- Work to be completed
Could the lines from the one with "For every instance of the dog's eye, give" through the end of the listing be restated exactly, with nothing else included?
═════ Input material ═════
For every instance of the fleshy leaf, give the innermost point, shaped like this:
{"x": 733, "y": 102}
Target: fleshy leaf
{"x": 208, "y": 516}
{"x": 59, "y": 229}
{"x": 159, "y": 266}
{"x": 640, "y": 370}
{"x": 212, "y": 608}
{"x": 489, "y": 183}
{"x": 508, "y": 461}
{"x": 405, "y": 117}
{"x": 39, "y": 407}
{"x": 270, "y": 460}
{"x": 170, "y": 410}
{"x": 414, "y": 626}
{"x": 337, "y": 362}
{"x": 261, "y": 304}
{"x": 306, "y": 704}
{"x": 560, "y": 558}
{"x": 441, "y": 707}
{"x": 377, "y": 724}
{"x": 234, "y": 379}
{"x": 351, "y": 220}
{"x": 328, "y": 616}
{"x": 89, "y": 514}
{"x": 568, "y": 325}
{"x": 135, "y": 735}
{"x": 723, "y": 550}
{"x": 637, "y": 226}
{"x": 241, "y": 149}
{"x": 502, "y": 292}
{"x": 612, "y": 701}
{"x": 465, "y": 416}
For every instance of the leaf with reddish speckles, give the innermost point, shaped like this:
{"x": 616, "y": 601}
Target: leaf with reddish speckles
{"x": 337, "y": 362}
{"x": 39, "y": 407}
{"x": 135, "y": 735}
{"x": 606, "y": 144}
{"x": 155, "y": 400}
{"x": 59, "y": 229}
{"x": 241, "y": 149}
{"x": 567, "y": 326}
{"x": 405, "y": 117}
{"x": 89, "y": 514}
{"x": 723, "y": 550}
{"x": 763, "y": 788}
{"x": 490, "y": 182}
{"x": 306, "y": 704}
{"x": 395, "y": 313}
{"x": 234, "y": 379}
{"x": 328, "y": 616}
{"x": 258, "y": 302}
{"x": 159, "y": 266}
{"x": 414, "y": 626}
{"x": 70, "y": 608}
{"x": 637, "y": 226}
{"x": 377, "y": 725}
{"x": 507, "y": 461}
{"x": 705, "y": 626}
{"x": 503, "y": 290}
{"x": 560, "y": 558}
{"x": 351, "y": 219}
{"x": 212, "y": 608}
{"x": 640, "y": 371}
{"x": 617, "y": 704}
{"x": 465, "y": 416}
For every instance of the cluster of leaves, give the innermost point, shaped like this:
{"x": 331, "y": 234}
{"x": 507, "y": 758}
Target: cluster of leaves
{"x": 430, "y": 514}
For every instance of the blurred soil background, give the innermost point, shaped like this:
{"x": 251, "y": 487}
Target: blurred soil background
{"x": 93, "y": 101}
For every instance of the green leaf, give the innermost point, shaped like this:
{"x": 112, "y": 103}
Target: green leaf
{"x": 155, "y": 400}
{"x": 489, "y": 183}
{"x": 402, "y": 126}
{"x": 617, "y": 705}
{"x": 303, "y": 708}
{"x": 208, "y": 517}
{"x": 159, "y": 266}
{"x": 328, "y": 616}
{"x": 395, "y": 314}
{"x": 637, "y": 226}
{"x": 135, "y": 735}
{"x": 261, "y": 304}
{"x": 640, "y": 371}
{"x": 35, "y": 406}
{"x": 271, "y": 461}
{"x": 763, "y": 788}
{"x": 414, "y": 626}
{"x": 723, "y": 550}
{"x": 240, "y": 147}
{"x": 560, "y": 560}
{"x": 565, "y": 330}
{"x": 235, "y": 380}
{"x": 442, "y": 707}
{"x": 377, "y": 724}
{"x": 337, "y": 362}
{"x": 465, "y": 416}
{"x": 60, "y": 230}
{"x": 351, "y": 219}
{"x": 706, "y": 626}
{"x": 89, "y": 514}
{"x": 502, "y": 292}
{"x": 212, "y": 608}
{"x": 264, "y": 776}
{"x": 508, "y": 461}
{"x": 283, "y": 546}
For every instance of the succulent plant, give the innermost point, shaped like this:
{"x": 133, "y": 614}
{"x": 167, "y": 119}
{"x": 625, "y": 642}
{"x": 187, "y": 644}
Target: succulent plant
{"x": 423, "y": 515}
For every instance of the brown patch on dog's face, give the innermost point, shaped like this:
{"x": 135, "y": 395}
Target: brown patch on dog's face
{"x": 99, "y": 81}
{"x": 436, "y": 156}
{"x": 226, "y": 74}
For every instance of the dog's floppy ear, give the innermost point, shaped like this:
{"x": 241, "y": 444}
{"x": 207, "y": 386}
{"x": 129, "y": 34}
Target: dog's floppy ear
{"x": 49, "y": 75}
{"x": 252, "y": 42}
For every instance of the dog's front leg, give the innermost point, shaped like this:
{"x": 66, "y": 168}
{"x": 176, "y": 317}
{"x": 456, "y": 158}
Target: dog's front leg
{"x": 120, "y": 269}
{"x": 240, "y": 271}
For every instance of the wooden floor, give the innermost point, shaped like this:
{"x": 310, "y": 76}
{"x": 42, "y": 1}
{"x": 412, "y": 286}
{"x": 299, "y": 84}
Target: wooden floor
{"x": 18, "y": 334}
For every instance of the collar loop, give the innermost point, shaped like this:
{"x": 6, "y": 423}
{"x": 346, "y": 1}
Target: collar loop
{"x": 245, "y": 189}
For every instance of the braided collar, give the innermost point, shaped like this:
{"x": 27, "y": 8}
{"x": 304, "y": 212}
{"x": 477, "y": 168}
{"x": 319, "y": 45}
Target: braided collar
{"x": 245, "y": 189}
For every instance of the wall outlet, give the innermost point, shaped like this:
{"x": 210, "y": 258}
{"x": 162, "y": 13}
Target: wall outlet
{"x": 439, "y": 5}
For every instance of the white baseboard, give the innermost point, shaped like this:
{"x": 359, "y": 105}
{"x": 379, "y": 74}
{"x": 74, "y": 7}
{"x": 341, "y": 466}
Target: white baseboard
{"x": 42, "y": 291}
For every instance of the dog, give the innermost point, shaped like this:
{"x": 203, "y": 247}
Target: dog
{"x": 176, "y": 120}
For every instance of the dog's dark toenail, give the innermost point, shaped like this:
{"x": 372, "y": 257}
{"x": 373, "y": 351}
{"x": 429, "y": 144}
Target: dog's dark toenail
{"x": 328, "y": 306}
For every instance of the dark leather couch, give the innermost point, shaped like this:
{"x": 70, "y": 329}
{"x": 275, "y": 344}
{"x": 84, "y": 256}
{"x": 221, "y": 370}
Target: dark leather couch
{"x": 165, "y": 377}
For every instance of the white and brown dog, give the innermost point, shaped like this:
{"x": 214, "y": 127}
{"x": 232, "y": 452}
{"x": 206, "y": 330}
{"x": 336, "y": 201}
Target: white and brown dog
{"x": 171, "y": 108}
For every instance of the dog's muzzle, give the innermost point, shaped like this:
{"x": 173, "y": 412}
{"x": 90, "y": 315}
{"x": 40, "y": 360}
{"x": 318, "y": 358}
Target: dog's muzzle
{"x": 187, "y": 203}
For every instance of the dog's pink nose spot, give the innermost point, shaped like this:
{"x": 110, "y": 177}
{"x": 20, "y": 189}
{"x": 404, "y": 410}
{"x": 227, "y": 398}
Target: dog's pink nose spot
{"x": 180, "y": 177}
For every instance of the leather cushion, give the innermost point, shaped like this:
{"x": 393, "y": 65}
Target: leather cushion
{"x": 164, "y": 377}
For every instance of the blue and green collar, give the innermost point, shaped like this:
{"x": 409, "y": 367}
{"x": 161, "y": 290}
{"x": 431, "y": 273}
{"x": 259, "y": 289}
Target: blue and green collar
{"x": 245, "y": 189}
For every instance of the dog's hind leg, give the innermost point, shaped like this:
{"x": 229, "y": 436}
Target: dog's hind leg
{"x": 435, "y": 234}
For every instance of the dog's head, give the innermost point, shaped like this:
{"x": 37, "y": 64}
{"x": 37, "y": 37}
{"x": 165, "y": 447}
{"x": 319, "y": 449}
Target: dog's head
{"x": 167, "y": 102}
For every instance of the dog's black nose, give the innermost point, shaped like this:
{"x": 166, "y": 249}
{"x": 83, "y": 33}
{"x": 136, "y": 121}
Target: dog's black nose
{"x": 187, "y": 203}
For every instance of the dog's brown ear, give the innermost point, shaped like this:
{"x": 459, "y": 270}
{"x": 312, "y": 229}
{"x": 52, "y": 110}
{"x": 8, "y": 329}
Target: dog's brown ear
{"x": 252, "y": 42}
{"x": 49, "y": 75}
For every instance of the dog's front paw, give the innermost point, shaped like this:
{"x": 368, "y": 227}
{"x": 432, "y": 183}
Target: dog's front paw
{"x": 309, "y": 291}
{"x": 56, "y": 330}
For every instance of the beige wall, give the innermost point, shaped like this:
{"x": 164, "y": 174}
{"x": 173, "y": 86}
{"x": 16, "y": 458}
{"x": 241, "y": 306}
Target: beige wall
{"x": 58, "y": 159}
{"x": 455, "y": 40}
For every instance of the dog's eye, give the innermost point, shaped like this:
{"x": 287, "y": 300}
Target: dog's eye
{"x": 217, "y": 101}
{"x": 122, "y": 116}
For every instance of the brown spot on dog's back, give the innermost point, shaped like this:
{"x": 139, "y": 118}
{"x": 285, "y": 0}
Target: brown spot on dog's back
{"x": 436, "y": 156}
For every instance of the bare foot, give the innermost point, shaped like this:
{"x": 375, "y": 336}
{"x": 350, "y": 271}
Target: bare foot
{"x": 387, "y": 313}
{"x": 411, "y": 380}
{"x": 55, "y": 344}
═════
- Exercise answer
For every instance of the dog's eye, give the innermost point, shaped like this:
{"x": 287, "y": 300}
Target: dog's eye
{"x": 217, "y": 101}
{"x": 122, "y": 116}
For every instance of the brown spot on dog's back, give the innermost point, shaped like this:
{"x": 139, "y": 118}
{"x": 285, "y": 0}
Target: brown spot on dog's back
{"x": 436, "y": 156}
For every instance of the bare foot, give the innermost point, shaped like this:
{"x": 375, "y": 336}
{"x": 350, "y": 271}
Target: bare foot
{"x": 387, "y": 313}
{"x": 411, "y": 380}
{"x": 55, "y": 344}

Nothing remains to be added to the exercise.